> Required work
Restate the entire listing word for word.

> Provided records
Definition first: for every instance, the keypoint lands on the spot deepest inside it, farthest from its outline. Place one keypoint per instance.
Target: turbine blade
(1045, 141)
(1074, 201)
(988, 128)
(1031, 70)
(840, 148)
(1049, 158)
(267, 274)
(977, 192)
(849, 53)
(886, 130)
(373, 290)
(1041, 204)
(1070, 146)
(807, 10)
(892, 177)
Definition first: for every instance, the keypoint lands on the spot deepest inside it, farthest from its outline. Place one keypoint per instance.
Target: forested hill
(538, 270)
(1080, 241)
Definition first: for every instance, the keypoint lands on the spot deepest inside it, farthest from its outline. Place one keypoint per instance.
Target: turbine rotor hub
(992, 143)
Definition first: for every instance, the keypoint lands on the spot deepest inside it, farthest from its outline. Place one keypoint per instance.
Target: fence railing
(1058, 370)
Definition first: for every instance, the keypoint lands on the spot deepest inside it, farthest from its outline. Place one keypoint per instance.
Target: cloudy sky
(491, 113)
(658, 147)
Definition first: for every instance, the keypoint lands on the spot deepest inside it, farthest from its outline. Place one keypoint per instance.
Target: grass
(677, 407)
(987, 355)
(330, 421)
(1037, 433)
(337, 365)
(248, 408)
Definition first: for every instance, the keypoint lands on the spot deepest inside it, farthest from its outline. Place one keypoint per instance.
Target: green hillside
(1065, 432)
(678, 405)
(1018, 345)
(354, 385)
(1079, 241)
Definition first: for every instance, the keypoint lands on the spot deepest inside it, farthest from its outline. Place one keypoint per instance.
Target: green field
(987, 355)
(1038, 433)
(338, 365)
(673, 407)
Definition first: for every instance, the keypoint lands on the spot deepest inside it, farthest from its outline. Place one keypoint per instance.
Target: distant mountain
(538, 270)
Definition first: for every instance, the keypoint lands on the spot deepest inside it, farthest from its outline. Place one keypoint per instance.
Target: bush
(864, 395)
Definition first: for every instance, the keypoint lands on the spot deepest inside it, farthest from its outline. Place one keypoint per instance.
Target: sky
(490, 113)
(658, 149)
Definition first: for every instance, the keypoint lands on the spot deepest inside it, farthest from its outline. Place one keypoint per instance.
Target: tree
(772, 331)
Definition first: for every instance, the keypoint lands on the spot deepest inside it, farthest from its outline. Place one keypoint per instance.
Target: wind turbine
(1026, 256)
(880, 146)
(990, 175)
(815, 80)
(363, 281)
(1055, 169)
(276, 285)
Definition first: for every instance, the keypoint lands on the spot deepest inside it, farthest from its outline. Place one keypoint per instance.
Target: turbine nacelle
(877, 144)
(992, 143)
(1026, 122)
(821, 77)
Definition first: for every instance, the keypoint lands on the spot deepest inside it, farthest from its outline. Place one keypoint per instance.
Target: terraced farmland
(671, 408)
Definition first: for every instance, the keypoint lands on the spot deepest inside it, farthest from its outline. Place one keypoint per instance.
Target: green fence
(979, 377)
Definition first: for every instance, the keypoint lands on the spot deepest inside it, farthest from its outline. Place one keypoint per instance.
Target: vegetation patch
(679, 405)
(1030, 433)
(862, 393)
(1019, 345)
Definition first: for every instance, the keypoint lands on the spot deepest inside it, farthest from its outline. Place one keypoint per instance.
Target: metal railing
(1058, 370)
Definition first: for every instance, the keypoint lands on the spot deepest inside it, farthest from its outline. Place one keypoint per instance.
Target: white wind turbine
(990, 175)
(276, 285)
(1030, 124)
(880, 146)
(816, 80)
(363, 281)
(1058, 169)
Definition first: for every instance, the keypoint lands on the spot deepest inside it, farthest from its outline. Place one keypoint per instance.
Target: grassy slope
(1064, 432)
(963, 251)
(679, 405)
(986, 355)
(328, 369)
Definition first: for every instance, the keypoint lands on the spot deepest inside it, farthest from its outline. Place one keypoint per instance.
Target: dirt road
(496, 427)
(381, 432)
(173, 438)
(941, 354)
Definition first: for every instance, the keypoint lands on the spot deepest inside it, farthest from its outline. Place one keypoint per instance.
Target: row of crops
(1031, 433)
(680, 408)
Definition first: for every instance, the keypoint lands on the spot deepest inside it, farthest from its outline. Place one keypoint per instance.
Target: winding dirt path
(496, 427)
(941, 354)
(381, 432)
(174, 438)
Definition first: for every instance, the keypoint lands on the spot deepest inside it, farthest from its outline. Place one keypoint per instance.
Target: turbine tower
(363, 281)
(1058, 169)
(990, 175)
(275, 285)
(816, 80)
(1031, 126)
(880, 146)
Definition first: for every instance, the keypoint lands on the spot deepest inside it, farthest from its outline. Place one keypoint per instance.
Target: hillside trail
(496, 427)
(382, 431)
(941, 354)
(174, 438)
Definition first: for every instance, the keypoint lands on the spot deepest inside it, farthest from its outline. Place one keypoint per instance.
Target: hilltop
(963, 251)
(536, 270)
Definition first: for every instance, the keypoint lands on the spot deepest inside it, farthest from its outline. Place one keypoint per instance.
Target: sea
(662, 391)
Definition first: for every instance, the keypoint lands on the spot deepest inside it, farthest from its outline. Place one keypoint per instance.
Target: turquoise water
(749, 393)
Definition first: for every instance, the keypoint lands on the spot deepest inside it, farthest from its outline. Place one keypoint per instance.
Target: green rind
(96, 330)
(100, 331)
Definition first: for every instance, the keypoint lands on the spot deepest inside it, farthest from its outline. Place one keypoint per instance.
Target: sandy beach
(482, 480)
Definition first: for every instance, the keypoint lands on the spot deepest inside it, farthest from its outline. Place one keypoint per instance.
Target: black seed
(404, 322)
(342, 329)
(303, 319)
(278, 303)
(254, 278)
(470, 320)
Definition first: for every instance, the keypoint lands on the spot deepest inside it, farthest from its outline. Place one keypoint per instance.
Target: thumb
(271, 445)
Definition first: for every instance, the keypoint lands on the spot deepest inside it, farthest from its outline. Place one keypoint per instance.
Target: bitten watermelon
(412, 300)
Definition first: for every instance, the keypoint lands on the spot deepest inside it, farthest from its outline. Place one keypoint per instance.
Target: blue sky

> Complete answer
Definition first: for every instance, the keypoint lands on the spot deepest inside it, farthest from its outline. Place one keypoint per instance.
Target: turbine blade
(1045, 141)
(1074, 201)
(988, 128)
(1031, 70)
(840, 148)
(1049, 158)
(267, 274)
(977, 192)
(849, 53)
(886, 130)
(373, 290)
(1041, 204)
(1070, 146)
(807, 10)
(892, 177)
Definition first: for every instance, the keypoint lands on the spot deepest inside it, farthest from its outline. Place one keypoint per instance.
Target: forested hill
(538, 270)
(1080, 241)
Definition first: for every instance, the keypoint lands on the spot deepest inside it, farthest from its outline. Place one keypoint per instance.
Target: turbine rotor hub
(992, 143)
Definition first: for every instance, the keypoint lands on the spot deepest inside it, farthest from its outline. Place one keypoint per instance.
Target: fence railing
(1058, 370)
Definition first: for every instance, the keypoint lands on the spot deepest inside it, farthest from its outline. Place one keypoint per instance.
Target: cloudy sky
(491, 113)
(658, 147)
Definition first: for every instance, the keypoint lands on the spot deepest inside it, farthest from its outline. Place one keypoint per instance.
Target: grass
(677, 407)
(987, 355)
(330, 421)
(1037, 433)
(337, 365)
(248, 408)
Definition first: for every instance, the keypoint lands on the spot deepest inside it, farthest from its outline. Place one keypoint per instance.
Target: green hillside
(1065, 432)
(678, 405)
(1018, 345)
(354, 385)
(1079, 241)
Definition first: for every instance, the keypoint lands on the spot deepest inside it, farthest from its outline. Place one keypoint per instance.
Target: green field
(987, 355)
(1038, 433)
(338, 365)
(673, 407)
Definition first: for every instance, the keypoint lands on the spot deepest inside it, farthest from its outline. Place one keypoint per instance.
Target: distant mountain
(538, 270)
Definition first: for every instance, the keypoint lands on the spot deepest inside it, farthest from its outline. Place one keypoint per instance.
Target: bush
(864, 395)
Definition first: for every instance, the keypoint lands on the spot deepest inside it, farthest from its outline. Place one keypoint per instance.
Target: sky
(490, 113)
(658, 149)
Definition first: for every instance, the keypoint lands on the spot deepest inside it, farthest from its outline. Place one keypoint per instance.
Target: tree
(772, 331)
Definition first: for every instance, the keypoint lands on the spot deepest inside it, farthest from its outline. Place one keypoint per instance.
Target: wind turbine
(1026, 256)
(880, 146)
(990, 175)
(815, 80)
(363, 281)
(1055, 169)
(276, 285)
Definition first: for every instance, the keypoint lands on the spot deepest inside it, farthest from its outline. Place one keypoint per instance.
Target: turbine nacelle
(877, 144)
(992, 143)
(1026, 122)
(821, 77)
Definition first: for every instance, the keypoint lands on the spot deepest inside it, farthest from its outline. Place one keypoint per instance.
Target: terraced farmland
(671, 408)
Definition first: for every instance, the keypoint lands on the spot deepest inside it, farthest from its outline. Place one keypoint per instance.
Target: green fence
(979, 377)
Definition first: for every instance, the keypoint lands on the spot deepest inside it, farthest from its outline. Place one keypoint per instance.
Target: vegetation patch
(679, 405)
(1030, 433)
(862, 393)
(1019, 345)
Definition first: for every instance, the keypoint lands on the spot deepest inside it, farthest from its outline. Place one keypoint per instance.
Target: metal railing
(1058, 370)
Definition first: for every instance, the keypoint lands on the spot deepest inside it, farthest from its outline. Place one keypoint per instance.
Target: white wind turbine
(990, 175)
(276, 285)
(1030, 124)
(880, 146)
(816, 80)
(363, 281)
(1058, 169)
Definition first: for every instance, the keypoint lands on the spot deepest inside it, farthest from its outline. Place one keypoint per instance.
Target: grassy slope
(1064, 432)
(963, 251)
(679, 405)
(986, 355)
(328, 369)
Definition first: for every instance, the keypoint lands on the spot deepest inside it, farthest from its outline. Place one keypoint per instance.
Target: dirt road
(496, 427)
(381, 432)
(173, 438)
(941, 354)
Definition first: for every instance, the keypoint lands on the spot deepest inside it, farthest from its outline. Place one keypoint per instance.
Target: row of crops
(1031, 433)
(680, 408)
Definition first: for every instance, the keypoint lands on the spot deepest inside it, farthest from its outline. Place one keypoint per instance.
Target: winding dirt path
(496, 427)
(941, 354)
(381, 432)
(174, 438)
Definition first: for every instance, the keypoint lands on the spot deepest inside it, farthest from its outline. Place one keypoint per instance.
Target: turbine tower
(363, 281)
(1058, 169)
(990, 175)
(275, 285)
(816, 80)
(1031, 126)
(880, 146)
Definition first: for every instance, the keypoint lands on the spot deepest inside it, farthest from its outline. Place one keypoint per instance.
Target: hillside trail
(496, 427)
(382, 431)
(941, 354)
(174, 438)
Definition first: for every instance, the keypoint lands on the spot deepest inside it, farthest from its outline. Place one keypoint per instance.
Target: hilltop
(963, 251)
(536, 270)
Definition first: for every instance, the keypoint lands on the spot deepest inside it, farthest from its outline. Place one keypoint per instance.
Target: sea
(662, 391)
Definition first: for every instance, the keypoint lands on the spot deepest inside it, farthest from its outline. Place one keypoint per instance.
Target: turquoise water
(749, 393)
Definition first: for every instance, the keypoint lands on the spot deepest inside it, farthest from its outline. Place one keypoint per instance.
Target: green rind
(96, 330)
(100, 331)
Definition first: for every instance, the keypoint lands on the spot deepest inside it, farthest from its outline. Place one keypoint per instance.
Target: sandy beach
(482, 480)
Definition first: for every instance, the keypoint lands on the spot deepest inside it, farthest from its outline. Place one keypoint per instance.
Target: black seed
(404, 322)
(342, 329)
(303, 319)
(278, 303)
(254, 278)
(470, 320)
Definition first: for every instance, the keypoint lands on the spot deepest inside it, farthest from its outline. Place one keypoint per instance.
Target: thumb
(271, 445)
Definition first: for every instance, the keypoint lands on the spot deepest inside it, farthest from its outline. Place one keypoint per instance.
Target: bitten watermelon
(412, 300)
Definition first: for every instance, the keypoint lands on the spot deepest inside it, farthest from its outline. Place one keypoint per instance.
Target: blue sky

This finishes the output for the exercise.